Passage provided.

════

# Sad News......



## ajd350 (Sep 18, 2005)

Last night Honda's mom passed away at home from an apparent heart attack. I know Honda has been a polarizing figure around here, but I thought this kind of event transcends all that. 

Please keep the family in your thoughts.


----------



## slotcarman12078 (Oct 3, 2008)

My condolences to Honda and his family...


----------



## Bubba 123 (Sep 10, 2010)

slotcarman12078 said:


> My condolences to Honda and his family...


OMG !!! :-O

Bubba 123


----------



## wyatt641 (Jan 14, 2012)

very sad news..an out spoken person while he was here on h/t..i beleive he is still banned no?anyway sometimes speaking your mind is not always good..but thank the good lord we still have this right as others would love to remove it from us..all the best to darrel and his family.


----------



## Hilltop Raceway (Feb 12, 2006)

Sorry to hear the sad news...RM


----------



## old blue (May 4, 2007)

Moms are special. Sorry to hear of your loss. 

Old Blue


----------



## wheelz63 (Mar 11, 2006)

very sorry to hear about your loss honda.

wheelz63


----------



## A/GS (Jul 10, 2014)

Condolences to Honda and his family for this tragic loss. I know all to well how much this hurts. I lost my younger Brother and Sister; as well as both Parents, and a Grandmother I was close to.


----------



## alpink (Aug 22, 2010)

condolences to Darrel's entire family.
I lost my Mom early August.
know what that is like.
sincerely, grieve and when you have felt like it, rejoice in her new found freedom. no pain, no bother, no worries


----------



## brownie374 (Nov 21, 2007)

Very sorry for Darrell and his family.


----------



## A/FX Nut (May 28, 2004)

This is sad news. My deepest sympathy to Darrell and his family. 

Randy.


----------



## hojohn (May 21, 2008)

so sorry honda.


----------



## clydeomite (May 5, 2004)

Sincere sympathy to the family, sorry for thier loss.
Clyde-0-Mite


----------



## Harold Sage (Apr 6, 2008)

My Condolences to Honda and his Family. I unfortunately know what exactly he's going through as my Mother passed away three years ago and My best wishes go out to Him.


----------



## Black Oxxpurple (Jul 3, 2011)

Darrell, We offer our Sincerest sympathy, to you and your family.


----------



## kriket (Feb 15, 2013)

my condolences to Honda and family and will be in my prayers.


----------



## dasarch (Jan 9, 2013)

*Darrell's Mother*

I, too, lost my mother last October, and I know just how devastating that was for me. Please know that Darrell and his family are in my prayers.


----------



## Ralphthe3rd (Feb 24, 2011)

*Hondarrell...*

Hey Bro, I dunno if you'll be reading this here, so I also sent ya a PM on FB too.
My Condolences man, hang in there, and it's ok to


----------



## WesJY (Mar 4, 2004)

Darrell - sorry for your loss. 

Wes


----------



## tomhocars (Oct 19, 2005)

Darrell,Sorry about your Mom.


----------



## Dyno Dom (May 26, 2007)

Condolences to Darrell, his Family and Friends, my Mom passed this year on 4/19. 
Remembrance and thoughts of close & good times help, God bless.


----------



## rodstrguy (Feb 14, 2002)

════

Task instructions.
1. For the condolence thread, decide whether each statement agrees with it: (a) Honda's mother died at home. (b) alpink lost a mother in early August. (c) Harold Sage's mother died last October. Answer yes or no for each and quote the words of the thread that decide it.
2. Answer these questions from the condolence thread:
(a) On what date did Dyno Dom's mother pass away?
(b) Which family members did A/GS say they had lost?
(c) Where else did Ralphthe3rd send a message besides posting in the thread?
3. Resume the condolence thread from its last line by writing the post under the final header.

(Recorded data)
════

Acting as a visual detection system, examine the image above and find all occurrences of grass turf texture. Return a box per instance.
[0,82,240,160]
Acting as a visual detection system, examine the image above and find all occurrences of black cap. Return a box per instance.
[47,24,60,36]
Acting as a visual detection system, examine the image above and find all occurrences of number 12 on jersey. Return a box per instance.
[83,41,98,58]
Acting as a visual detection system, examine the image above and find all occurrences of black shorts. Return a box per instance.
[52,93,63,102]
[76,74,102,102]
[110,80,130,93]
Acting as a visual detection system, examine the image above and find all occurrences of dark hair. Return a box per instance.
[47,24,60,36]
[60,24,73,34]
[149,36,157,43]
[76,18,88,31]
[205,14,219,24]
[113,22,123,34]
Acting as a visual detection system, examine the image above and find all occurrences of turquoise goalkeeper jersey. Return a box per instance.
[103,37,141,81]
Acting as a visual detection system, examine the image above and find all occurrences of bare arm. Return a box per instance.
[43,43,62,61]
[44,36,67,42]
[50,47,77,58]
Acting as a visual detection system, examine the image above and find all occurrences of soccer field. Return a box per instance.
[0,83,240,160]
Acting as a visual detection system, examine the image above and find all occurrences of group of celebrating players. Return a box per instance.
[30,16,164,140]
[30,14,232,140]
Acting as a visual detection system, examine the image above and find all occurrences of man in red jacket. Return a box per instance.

════

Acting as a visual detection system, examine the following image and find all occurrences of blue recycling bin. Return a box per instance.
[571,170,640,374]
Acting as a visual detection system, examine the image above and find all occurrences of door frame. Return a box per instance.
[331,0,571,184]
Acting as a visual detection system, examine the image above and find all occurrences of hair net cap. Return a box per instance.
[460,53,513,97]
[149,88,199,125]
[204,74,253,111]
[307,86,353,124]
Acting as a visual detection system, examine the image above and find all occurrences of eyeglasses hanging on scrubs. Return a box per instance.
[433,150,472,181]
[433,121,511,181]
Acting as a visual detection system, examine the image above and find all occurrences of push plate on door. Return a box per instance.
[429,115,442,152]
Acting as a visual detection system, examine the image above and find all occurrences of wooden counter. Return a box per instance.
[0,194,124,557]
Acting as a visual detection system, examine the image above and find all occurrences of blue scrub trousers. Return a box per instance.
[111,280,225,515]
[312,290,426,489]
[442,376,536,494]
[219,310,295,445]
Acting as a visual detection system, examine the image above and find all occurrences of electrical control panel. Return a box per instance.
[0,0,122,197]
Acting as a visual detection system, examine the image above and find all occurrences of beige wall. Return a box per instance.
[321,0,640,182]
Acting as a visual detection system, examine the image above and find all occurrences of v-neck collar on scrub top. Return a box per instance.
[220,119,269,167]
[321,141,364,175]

════

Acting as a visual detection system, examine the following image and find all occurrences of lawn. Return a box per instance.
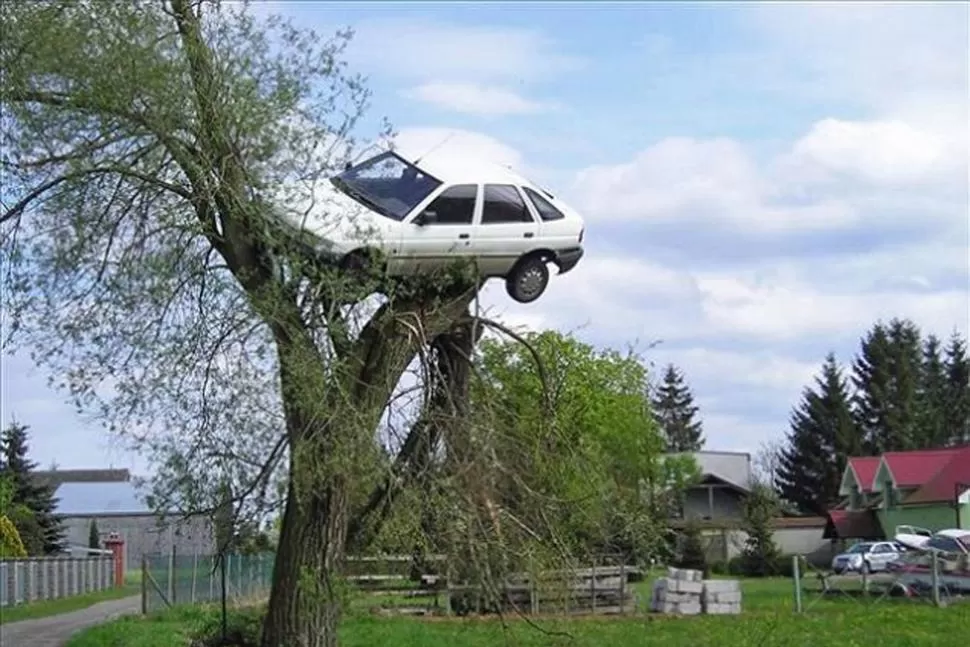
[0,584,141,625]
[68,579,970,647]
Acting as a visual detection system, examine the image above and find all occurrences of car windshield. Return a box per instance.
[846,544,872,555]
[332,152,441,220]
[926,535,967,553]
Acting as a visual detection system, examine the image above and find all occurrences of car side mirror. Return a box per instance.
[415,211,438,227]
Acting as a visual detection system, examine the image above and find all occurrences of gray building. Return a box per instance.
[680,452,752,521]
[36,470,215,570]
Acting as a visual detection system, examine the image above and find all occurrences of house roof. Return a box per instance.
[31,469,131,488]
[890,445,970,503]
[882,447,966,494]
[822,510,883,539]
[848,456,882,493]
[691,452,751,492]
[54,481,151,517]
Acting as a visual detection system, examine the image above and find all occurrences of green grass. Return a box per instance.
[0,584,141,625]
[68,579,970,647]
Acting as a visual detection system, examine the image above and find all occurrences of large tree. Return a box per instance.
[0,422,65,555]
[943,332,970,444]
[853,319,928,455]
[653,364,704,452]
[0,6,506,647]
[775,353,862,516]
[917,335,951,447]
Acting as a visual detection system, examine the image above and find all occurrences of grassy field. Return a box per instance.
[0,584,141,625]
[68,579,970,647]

════

Replies.
1.
(a) Yes: "Last night Honda's mom passed away at home from an apparent heart attack."
(b) Yes: "I lost my Mom early August."
(c) No: "my Mother passed away three years ago"

2.
(a) 4/19
(b) A younger brother and sister, both parents, and a grandmother.
(c) In a PM on FB.

3.
condolences to all... It is hard to loose the person that is a large an influence in your life a that a parent is.


----------



## swamibob (Jan 20, 2009)

My condolences to you and your family Darrell. I, like a lot of us have been there also. 

Tom


----------



## 65 Wagonaire (Nov 27, 2013)

So sorry Darrell.


----------



## mittens29 (Jul 25, 2010)

*Sad News*

We are all very sad to hear about your Mom, I too know how special Moms are. All your family and friends at Park Lane Hobbies are here for you.

Hugs,
JoAnn & Garry


----------



## Joe65SkylarkGS (Feb 15, 2010)

Darrell we are praying for you and your family here. If there's anything we can do just ask. 

Alpink very sorry to hear about ur mom too pal. Our prayers are with you also.


----------



## Franko (Mar 16, 2005)

Sorry for your loss, Good Moms are not to be taken for granted


----------



## vickers83 (Mar 8, 2010)

Sorry to hear of your loss Hondadarrell.


----------



## ZBT Speedway (Jan 2, 2012)

Thoughts and Prayers are with you Swish and your Family :dude:


----------



## glueside (Jul 31, 2010)

Honda - sorry for your loss!


----------



## ajd350 (Sep 18, 2005)

I talked to Darrell and he much appreciates all your support during this rough time.


----------



## Bubba 123 (Sep 10, 2010)

ajd350 said:


> I talked to Darell and he much appreciates all your support during this rough time.


TY
Please keep us updated on "Ol Darrel" 

Bubba 123 :thumbsup:


----------



## 1976Cordoba (Sep 20, 2000)

Sorry to hear this - prayers for his family.


----------



## 65 COMET (Nov 4, 2012)

Sorry for the loss of your Mother Darrell. My prayers to you and your family.


----------



## Gerome (Sep 25, 2011)

My condolences to Honda and family.


----------



## Brian 1811 (Jan 17, 2009)

Sorry to here about your loss Swish.


----------



## FullyLoaded (Apr 19, 2006)

Sorry for your loss. I miss those nights of _Honda_ trying to convert me back to the darkside (slot cars) from my diecast collecting habit, jokingly of course. It was all in fun though since we chatted slot cars and diecast.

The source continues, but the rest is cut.